Rewrite the data below with every instance of "rough mask" changed to "coarse mask", leaving everything else the same.

*** Data shown Section Begins ***

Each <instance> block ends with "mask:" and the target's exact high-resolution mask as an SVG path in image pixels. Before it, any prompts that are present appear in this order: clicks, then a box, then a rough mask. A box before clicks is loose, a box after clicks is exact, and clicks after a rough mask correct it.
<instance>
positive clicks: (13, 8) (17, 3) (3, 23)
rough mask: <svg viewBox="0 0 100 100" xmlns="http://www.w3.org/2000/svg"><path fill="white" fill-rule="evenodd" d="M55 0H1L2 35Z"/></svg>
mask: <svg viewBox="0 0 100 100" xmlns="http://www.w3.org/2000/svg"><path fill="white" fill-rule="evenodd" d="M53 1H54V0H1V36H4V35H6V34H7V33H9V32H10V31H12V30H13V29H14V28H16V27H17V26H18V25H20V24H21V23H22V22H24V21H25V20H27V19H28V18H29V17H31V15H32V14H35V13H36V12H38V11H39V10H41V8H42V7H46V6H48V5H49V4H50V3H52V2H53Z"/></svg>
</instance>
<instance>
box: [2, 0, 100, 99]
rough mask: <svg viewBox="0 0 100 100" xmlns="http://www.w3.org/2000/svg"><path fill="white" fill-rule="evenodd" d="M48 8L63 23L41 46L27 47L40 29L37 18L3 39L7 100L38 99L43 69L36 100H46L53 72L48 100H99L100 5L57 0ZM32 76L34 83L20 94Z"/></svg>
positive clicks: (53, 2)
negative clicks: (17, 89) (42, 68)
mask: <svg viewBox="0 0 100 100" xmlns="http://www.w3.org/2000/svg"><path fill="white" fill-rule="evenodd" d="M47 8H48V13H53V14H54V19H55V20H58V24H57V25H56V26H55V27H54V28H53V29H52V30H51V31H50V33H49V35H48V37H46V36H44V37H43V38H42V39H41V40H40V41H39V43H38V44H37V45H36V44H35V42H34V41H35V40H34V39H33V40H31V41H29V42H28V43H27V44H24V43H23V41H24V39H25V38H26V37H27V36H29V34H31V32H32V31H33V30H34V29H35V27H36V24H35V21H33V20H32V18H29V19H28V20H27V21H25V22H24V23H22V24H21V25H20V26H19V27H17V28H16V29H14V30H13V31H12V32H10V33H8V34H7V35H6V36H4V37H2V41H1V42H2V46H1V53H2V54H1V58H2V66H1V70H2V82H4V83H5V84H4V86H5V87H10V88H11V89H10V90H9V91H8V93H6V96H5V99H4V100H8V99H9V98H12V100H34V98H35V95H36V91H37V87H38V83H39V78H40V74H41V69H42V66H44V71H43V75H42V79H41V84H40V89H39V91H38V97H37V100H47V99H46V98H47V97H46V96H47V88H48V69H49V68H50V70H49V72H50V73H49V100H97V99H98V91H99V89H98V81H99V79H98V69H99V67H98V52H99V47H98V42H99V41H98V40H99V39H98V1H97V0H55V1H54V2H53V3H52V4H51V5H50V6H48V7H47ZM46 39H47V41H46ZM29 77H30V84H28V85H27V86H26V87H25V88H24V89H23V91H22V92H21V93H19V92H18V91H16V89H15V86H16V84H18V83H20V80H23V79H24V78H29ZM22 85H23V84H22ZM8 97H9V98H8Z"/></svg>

*** Data shown Section Ends ***

[Result below]:
Each <instance> block ends with "mask:" and the target's exact high-resolution mask as an SVG path in image pixels. Before it, any prompts that are present appear in this order: clicks, then a box, then a coarse mask. A box before clicks is loose, a box after clicks is exact, and clicks after a coarse mask correct it.
<instance>
positive clicks: (13, 8) (17, 3) (3, 23)
coarse mask: <svg viewBox="0 0 100 100" xmlns="http://www.w3.org/2000/svg"><path fill="white" fill-rule="evenodd" d="M55 0H1L2 35Z"/></svg>
mask: <svg viewBox="0 0 100 100" xmlns="http://www.w3.org/2000/svg"><path fill="white" fill-rule="evenodd" d="M53 1H54V0H1V36H4V35H6V34H7V33H9V32H10V31H12V30H13V29H14V28H16V27H17V26H18V25H20V24H21V23H22V22H24V21H25V20H27V19H28V18H29V17H31V15H32V14H35V13H36V12H38V11H39V10H41V8H42V7H46V6H48V5H49V4H50V3H52V2H53Z"/></svg>
</instance>
<instance>
box: [2, 0, 100, 99]
coarse mask: <svg viewBox="0 0 100 100" xmlns="http://www.w3.org/2000/svg"><path fill="white" fill-rule="evenodd" d="M48 8L63 23L41 46L27 47L40 29L37 18L3 39L7 100L38 99L43 69L36 100H46L53 72L48 100H99L100 5L57 0ZM32 76L34 83L20 94Z"/></svg>
positive clicks: (53, 2)
negative clicks: (17, 89) (42, 68)
mask: <svg viewBox="0 0 100 100" xmlns="http://www.w3.org/2000/svg"><path fill="white" fill-rule="evenodd" d="M47 8H48V13H53V14H54V19H55V20H58V24H57V25H56V26H55V27H54V28H53V29H52V30H51V31H50V33H49V35H48V37H46V36H44V37H43V38H42V39H41V40H40V41H39V43H38V44H37V45H36V44H35V42H34V41H35V40H34V39H33V40H31V41H29V42H28V43H27V44H24V43H23V41H24V39H25V38H26V37H27V36H29V34H31V32H32V31H33V30H34V29H35V27H36V24H35V21H33V20H32V18H29V19H28V20H27V21H25V22H24V23H22V24H21V25H20V26H19V27H17V28H16V29H14V30H13V31H12V32H10V33H8V34H7V35H6V36H4V37H2V41H1V42H2V46H1V53H2V54H1V58H2V66H1V70H2V82H4V83H5V84H4V86H5V87H10V88H11V89H10V90H9V91H8V93H6V96H5V99H4V100H8V99H9V98H12V100H34V98H35V95H36V91H37V87H38V83H39V78H40V74H41V69H42V66H44V71H43V75H42V79H41V84H40V89H39V91H38V97H37V100H47V99H46V98H47V97H46V96H47V88H48V69H49V68H50V70H49V72H50V73H49V100H97V99H98V91H99V89H98V81H99V79H98V69H99V67H98V52H99V47H98V42H99V41H98V40H99V39H98V1H97V0H55V1H54V2H53V3H52V4H51V5H50V6H48V7H47ZM46 39H47V41H46ZM29 77H30V84H28V85H27V86H26V87H25V88H24V89H23V91H22V92H21V93H19V92H18V91H16V89H15V86H16V84H18V83H20V80H23V79H24V78H29ZM22 85H23V84H22ZM8 97H9V98H8Z"/></svg>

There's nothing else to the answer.